### Task description
Rewrite the lines from the one containing "Could you spot the white t-shirt" through the end of the entries, requests included, and raise every x and y coordinate in the answers by 44.

Object point labels:
========================================

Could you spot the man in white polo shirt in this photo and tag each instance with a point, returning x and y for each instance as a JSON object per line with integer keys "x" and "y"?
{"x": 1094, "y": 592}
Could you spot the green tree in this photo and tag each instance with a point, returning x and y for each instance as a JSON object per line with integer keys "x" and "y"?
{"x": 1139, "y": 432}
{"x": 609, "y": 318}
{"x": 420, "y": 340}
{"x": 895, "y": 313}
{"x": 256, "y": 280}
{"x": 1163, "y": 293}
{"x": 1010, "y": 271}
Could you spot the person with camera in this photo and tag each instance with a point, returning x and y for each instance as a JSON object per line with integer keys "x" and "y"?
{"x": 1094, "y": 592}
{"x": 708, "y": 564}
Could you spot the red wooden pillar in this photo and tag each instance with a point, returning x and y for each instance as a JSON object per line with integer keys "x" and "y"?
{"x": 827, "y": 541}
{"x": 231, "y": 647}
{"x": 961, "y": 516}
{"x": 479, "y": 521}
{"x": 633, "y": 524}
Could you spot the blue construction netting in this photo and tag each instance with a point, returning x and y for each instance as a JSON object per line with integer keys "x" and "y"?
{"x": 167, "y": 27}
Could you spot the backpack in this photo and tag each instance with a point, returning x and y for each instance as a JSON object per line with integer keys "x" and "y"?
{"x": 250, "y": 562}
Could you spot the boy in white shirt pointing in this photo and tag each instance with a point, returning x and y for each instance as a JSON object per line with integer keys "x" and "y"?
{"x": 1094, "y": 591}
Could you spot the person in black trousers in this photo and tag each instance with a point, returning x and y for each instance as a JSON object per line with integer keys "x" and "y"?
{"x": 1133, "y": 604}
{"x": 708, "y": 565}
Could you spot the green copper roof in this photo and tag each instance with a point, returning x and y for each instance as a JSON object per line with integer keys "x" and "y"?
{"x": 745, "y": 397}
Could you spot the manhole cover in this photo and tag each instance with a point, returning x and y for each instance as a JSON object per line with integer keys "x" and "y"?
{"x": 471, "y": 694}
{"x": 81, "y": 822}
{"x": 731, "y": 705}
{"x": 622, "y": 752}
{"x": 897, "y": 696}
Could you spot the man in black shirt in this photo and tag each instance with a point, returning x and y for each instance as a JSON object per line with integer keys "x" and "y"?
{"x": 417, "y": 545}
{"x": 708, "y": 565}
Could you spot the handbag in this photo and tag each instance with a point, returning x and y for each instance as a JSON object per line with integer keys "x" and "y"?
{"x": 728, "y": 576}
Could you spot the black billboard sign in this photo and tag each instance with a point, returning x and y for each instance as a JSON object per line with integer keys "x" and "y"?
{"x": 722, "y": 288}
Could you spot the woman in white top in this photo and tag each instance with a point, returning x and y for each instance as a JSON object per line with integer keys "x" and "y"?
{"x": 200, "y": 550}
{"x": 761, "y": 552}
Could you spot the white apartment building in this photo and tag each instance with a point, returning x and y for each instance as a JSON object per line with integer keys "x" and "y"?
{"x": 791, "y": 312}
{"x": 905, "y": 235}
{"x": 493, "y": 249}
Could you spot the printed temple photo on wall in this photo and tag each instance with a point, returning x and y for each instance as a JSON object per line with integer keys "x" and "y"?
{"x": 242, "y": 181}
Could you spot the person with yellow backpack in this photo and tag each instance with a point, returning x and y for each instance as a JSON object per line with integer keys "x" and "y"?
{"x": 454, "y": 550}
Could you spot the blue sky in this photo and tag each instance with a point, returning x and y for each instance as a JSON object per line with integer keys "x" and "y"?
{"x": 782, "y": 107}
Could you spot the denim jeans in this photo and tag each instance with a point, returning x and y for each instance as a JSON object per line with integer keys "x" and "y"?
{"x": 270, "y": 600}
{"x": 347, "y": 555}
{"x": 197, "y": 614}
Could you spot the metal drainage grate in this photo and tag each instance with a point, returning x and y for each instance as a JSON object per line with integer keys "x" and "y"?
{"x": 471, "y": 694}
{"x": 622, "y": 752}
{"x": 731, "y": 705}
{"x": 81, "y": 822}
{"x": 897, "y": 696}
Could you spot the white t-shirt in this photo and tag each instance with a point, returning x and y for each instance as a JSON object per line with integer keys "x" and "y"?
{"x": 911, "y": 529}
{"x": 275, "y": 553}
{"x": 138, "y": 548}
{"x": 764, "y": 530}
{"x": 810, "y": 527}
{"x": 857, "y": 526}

========================================

### Result for this exercise
Could you spot the white t-shirt in this photo and tag each instance with a point, returning x and y for each instance as a JSON object per line with integer keys "x" and "y"?
{"x": 955, "y": 573}
{"x": 319, "y": 597}
{"x": 182, "y": 592}
{"x": 808, "y": 574}
{"x": 854, "y": 571}
{"x": 901, "y": 570}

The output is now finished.